> **BRIEF 1**: Pull out every line of the records that contains the string "head".

> **DOCUMENT PASSAGE**:
========================
# A One Division per Clock Pipelined Division Architecture Based on LAPR(Lookahead of Partial-Remainder) for Low-power ECC Applications 

Hyung-Joon Kwon and Kwyro Lee Korea Advanced Institute of Science and Technology


#### Abstract

We propose a pipelined division architecture for low-power ECC applications, which is based on partialdivision on group basis and lookahead technique exploiting the linearity in finite field arithmetic. The throughput is one division per clock regardless of the degree of the dividend polynomial. The salient feature of this architecture is that it leads very low power-delay product. To verify the relative performance of the proposed division architecture over the conventional one using LFSR, three RS and BCH code applications were fabricated using $0.8 \mu \mathrm{~m}$ double metal CMOS technology. Experimental results show about 32, 65, 67 times improvement in power consumption compared with conventional one using LFSR.
========================
> **SUPPLIED DATA**:

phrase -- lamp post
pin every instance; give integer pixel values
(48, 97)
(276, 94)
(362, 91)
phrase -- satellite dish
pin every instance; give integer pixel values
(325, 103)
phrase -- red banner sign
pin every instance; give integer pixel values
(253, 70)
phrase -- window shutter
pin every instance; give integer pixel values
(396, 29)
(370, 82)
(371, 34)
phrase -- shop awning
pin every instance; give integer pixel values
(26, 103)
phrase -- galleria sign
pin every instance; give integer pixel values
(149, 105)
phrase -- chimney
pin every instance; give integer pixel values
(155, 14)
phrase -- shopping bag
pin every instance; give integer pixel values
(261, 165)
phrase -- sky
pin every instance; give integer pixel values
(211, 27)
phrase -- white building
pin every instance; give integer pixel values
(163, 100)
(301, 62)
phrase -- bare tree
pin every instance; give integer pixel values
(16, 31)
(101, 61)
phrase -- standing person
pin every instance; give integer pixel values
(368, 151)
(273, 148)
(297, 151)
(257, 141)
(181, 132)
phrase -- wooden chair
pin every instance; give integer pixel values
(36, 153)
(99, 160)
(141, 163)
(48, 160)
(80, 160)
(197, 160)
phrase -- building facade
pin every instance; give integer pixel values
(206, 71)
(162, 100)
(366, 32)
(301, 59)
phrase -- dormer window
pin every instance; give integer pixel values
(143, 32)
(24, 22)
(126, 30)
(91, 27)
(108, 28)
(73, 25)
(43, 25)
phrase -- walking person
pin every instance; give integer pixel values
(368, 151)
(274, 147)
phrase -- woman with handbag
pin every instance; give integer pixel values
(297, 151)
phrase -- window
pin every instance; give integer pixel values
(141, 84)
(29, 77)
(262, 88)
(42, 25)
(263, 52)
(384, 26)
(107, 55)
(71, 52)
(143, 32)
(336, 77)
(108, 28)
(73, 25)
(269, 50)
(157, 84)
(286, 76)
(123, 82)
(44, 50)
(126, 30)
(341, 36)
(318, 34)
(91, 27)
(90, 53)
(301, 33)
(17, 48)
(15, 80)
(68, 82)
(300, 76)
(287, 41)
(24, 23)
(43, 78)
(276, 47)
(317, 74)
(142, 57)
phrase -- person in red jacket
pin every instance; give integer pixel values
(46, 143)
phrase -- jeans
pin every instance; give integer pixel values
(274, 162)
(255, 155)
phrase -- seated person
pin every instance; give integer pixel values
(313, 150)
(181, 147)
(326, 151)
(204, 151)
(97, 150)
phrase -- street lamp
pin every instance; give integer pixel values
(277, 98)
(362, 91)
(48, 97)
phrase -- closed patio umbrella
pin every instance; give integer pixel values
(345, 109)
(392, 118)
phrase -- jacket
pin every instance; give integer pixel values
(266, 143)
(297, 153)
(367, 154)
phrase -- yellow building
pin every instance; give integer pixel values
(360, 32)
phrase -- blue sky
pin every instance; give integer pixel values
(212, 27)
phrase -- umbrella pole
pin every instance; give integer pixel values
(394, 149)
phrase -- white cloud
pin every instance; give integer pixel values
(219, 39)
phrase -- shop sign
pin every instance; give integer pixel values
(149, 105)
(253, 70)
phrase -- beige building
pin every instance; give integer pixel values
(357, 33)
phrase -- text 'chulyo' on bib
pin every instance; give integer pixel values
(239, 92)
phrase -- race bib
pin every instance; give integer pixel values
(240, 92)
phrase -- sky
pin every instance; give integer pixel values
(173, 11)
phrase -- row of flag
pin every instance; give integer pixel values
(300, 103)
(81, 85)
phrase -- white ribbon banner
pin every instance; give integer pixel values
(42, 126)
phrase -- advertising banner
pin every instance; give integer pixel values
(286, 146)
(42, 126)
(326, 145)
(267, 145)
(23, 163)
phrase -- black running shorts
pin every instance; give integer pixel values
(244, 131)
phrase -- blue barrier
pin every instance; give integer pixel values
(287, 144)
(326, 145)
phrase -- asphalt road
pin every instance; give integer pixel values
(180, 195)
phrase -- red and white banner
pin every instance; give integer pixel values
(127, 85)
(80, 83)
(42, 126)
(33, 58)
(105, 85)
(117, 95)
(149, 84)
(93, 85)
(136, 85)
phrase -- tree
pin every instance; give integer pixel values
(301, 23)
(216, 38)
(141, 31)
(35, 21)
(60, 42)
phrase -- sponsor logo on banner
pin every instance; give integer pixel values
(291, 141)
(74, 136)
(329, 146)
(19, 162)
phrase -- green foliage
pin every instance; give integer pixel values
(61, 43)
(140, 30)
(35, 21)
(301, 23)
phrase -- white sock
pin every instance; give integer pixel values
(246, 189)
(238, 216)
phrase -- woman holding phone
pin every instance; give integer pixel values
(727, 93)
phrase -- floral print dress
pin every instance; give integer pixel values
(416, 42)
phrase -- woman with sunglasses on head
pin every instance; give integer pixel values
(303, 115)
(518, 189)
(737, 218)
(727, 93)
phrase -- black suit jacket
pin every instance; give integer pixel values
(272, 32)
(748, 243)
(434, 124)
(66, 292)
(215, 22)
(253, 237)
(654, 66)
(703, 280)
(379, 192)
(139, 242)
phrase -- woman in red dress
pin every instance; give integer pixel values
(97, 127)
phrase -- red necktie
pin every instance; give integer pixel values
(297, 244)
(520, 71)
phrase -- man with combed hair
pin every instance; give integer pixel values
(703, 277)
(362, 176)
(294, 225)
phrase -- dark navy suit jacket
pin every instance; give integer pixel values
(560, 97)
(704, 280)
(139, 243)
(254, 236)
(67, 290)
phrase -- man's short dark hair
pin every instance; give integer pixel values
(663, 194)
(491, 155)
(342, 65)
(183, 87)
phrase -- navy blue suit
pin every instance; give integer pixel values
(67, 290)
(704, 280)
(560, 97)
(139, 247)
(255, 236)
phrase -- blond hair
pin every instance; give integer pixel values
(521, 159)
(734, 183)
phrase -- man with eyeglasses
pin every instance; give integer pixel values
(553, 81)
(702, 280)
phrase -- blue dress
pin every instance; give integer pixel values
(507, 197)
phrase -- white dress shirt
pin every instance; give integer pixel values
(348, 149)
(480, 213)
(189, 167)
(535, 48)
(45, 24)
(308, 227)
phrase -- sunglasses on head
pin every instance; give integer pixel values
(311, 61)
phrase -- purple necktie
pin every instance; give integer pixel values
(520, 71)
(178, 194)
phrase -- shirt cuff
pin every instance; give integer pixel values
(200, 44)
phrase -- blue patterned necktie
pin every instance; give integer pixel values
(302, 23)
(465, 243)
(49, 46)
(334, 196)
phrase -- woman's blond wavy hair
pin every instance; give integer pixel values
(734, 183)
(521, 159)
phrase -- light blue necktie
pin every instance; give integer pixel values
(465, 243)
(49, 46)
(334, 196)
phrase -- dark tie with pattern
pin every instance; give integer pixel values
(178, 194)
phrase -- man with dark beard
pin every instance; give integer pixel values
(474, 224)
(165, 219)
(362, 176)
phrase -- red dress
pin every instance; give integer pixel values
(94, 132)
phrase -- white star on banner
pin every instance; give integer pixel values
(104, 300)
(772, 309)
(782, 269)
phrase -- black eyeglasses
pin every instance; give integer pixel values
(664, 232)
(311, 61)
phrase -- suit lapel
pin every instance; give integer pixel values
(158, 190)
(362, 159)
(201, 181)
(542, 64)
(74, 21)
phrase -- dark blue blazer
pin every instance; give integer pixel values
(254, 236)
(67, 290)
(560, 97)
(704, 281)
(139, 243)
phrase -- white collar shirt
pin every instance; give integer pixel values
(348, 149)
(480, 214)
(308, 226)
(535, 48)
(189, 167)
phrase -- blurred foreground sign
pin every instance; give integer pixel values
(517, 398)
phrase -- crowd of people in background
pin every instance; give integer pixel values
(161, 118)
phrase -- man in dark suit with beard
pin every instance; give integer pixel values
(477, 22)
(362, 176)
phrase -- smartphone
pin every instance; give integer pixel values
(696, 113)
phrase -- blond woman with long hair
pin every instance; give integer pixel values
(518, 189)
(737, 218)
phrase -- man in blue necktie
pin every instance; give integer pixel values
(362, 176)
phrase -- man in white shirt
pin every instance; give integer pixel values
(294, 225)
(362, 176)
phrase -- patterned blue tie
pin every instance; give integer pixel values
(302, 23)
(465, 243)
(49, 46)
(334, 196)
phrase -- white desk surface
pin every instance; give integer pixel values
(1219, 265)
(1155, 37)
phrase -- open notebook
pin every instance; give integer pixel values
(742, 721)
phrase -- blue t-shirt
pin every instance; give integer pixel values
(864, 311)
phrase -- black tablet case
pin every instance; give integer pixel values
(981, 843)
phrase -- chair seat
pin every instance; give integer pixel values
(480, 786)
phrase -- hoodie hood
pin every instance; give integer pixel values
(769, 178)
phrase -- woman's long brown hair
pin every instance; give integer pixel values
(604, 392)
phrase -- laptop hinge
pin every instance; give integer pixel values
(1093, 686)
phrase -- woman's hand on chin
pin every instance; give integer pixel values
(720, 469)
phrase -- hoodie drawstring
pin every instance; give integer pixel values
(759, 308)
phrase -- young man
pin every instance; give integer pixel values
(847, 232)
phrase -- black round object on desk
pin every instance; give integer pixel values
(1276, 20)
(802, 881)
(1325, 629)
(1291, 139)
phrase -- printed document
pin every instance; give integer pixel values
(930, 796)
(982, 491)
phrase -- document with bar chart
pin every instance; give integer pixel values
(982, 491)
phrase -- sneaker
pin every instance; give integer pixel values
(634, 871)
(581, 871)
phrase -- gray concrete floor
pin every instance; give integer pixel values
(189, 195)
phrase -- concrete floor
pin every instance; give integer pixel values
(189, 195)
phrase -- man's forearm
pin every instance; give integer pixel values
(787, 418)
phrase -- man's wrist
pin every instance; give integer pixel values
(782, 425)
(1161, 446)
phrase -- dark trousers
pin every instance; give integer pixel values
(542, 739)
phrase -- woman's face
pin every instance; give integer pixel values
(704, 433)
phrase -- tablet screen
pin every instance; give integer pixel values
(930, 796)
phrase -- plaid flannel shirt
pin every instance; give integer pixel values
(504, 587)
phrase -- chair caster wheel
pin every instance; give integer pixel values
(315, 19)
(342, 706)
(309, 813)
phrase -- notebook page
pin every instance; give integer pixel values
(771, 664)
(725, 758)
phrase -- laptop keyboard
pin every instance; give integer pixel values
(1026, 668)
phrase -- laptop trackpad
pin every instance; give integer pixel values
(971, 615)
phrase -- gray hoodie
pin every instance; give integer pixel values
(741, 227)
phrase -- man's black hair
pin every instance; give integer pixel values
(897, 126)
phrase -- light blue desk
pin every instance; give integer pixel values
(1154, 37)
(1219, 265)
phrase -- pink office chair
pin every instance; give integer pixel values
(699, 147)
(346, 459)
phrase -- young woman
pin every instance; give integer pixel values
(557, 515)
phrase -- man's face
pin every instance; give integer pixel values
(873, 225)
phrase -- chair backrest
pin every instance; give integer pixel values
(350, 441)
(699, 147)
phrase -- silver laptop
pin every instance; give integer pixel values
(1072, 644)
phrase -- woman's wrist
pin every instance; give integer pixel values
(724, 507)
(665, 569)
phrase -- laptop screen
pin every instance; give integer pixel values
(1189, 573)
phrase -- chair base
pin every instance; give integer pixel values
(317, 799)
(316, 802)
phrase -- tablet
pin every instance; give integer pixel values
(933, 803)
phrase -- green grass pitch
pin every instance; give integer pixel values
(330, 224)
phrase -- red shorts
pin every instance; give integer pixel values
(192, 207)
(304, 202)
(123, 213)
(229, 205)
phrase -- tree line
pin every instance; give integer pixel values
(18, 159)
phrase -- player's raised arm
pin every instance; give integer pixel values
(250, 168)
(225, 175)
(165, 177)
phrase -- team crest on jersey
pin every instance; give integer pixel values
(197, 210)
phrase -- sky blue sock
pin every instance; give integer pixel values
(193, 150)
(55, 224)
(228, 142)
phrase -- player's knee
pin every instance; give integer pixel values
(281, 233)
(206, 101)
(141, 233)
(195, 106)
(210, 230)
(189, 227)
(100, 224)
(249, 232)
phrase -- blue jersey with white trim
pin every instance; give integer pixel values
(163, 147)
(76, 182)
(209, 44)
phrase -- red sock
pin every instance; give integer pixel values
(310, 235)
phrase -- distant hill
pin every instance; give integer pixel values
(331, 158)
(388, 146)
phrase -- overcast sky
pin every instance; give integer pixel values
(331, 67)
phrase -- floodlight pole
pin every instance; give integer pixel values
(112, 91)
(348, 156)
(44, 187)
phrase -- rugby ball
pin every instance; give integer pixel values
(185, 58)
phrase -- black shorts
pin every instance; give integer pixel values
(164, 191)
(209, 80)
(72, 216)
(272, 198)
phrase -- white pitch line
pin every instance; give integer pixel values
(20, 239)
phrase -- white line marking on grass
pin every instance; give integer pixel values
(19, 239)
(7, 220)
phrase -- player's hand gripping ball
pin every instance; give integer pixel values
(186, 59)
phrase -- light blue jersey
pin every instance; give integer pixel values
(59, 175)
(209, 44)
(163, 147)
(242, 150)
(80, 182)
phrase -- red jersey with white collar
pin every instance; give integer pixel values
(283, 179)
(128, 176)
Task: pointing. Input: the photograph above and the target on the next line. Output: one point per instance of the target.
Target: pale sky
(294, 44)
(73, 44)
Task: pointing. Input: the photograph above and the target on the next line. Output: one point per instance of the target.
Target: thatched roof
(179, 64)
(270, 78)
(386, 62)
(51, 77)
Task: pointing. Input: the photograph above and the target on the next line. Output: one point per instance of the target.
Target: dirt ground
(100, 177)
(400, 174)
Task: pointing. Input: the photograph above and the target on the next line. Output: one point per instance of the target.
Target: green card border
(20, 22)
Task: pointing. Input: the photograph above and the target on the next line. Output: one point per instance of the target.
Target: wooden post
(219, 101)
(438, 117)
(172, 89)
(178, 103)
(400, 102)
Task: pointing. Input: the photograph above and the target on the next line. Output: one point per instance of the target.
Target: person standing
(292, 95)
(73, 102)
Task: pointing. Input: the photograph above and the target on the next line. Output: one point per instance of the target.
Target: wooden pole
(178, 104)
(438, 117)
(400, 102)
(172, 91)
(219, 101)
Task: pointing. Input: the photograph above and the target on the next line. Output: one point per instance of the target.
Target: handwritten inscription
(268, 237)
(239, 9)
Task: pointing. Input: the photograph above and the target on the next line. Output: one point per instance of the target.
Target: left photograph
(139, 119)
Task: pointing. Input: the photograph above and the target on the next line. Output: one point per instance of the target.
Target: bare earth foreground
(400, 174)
========================
> **BRIEF 2**:
Answer these questions from the abstract:
(a) What throughput does the proposed division architecture achieve?
(b) In what technology were the three RS and BCH code applications fabricated?
(c) What improvements in power consumption did the experiments show?

> **TASK SOLUTION 1**:
phrase -- woman with sunglasses on head
phrase -- sunglasses on head

> **TASK SOLUTION 2**:
(a) One division per clock, regardless of the degree of the dividend polynomial.
(b) 0.8 μm double metal CMOS technology.
(c) About 32, 65, and 67 times, compared with the conventional architecture using LFSR.